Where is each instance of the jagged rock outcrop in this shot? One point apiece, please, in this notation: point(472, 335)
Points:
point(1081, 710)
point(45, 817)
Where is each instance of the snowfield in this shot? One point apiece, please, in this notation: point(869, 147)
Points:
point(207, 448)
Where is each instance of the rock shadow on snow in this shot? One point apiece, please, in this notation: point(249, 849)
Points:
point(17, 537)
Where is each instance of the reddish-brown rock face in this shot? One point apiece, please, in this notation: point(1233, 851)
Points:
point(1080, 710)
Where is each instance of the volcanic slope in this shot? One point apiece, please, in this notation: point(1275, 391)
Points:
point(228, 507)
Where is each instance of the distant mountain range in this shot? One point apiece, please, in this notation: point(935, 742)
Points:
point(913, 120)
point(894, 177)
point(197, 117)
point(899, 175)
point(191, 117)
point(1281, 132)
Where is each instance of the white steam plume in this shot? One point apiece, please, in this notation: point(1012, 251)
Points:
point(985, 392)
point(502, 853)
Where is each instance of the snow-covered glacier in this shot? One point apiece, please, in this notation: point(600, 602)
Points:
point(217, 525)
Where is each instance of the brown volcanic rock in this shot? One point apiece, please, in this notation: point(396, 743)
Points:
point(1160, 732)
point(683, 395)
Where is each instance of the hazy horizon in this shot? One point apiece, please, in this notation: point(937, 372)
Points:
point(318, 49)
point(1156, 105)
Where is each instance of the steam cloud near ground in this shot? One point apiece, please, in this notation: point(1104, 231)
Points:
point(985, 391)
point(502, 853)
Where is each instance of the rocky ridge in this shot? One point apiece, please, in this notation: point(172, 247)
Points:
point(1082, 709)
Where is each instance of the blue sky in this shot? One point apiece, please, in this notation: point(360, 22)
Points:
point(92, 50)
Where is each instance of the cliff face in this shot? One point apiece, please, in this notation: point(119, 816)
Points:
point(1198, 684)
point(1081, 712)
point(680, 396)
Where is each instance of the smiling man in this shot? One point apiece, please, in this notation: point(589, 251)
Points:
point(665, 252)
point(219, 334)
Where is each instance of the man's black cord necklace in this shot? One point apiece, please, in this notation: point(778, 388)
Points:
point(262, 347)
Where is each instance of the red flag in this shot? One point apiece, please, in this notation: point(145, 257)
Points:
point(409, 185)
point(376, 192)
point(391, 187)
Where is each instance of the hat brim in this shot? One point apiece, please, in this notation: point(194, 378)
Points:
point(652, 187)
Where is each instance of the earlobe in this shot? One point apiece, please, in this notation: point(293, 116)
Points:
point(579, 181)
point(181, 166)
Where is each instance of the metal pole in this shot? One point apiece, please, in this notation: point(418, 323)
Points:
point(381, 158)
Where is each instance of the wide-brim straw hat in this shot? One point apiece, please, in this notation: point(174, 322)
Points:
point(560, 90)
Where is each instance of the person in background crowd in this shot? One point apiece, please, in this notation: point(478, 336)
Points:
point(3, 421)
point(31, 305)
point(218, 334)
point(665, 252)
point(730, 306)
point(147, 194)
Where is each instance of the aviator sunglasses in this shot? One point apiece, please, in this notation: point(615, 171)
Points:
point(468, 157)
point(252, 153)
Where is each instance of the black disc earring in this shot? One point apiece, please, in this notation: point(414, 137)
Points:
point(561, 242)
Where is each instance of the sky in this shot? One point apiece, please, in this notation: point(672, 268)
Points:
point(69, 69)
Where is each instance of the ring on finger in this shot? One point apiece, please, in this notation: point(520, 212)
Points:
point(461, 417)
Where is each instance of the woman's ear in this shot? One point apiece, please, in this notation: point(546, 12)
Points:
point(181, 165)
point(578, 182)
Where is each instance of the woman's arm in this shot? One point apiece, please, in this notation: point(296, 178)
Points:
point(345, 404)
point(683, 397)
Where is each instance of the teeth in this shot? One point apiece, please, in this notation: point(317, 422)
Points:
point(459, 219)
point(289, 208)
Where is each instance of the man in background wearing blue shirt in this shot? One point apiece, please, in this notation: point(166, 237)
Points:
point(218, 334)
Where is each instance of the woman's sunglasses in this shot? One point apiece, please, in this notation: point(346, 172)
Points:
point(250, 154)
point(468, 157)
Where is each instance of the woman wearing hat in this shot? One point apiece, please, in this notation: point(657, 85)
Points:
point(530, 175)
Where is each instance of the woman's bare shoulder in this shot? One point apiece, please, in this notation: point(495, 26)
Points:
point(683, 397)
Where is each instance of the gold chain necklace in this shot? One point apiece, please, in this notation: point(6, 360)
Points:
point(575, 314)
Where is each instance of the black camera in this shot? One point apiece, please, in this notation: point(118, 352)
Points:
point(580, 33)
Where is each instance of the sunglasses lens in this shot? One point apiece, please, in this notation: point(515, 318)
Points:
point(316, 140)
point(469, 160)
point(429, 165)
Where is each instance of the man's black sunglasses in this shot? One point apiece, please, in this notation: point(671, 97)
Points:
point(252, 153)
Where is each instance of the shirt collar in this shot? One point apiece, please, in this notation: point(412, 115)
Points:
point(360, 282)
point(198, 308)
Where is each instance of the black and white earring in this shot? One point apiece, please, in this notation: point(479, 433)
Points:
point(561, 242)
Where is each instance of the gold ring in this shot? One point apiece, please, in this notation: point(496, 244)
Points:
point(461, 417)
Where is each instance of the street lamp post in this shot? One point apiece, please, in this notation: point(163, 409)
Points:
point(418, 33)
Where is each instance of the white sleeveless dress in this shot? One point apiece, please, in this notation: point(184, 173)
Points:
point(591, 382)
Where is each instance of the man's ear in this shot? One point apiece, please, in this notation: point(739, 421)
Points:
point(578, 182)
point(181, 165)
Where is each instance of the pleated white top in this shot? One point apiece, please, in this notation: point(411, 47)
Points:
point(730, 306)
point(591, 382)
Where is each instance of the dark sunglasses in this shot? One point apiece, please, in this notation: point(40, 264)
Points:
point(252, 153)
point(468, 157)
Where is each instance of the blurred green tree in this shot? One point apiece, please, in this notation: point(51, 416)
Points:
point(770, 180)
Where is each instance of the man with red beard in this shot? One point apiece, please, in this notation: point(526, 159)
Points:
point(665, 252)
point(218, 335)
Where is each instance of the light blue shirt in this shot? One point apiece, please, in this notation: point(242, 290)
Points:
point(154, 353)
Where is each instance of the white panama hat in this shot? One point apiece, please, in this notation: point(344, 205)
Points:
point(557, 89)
········
Short task: Rewrite the stretch of items from the line containing "Where is each instance of the red flag" through the line containing "point(560, 90)" as a Markdown table with the columns Row and Line. Number each row and leave out any blank lines.

Final result:
| Row | Line |
|---|---|
| 1 | Where is each instance of the red flag in this shot? One point apiece, please, in this notation: point(145, 257) |
| 2 | Points: |
| 3 | point(409, 185) |
| 4 | point(376, 192) |
| 5 | point(391, 187) |
| 6 | Where is each instance of the hat brim in this shot? One point apiece, please, in this notation: point(194, 378) |
| 7 | Points: |
| 8 | point(652, 187) |
| 9 | Where is each instance of the earlobe in this shot? One point apiece, please, in this notation: point(293, 116) |
| 10 | Points: |
| 11 | point(579, 181) |
| 12 | point(181, 166) |
| 13 | Where is each instance of the metal pole in this shot? One point apiece, please, in this notation: point(418, 323) |
| 14 | Points: |
| 15 | point(381, 158) |
| 16 | Where is each instance of the wide-brim straw hat in this shot? One point apiece, please, in this notation: point(174, 322) |
| 17 | Points: |
| 18 | point(560, 90) |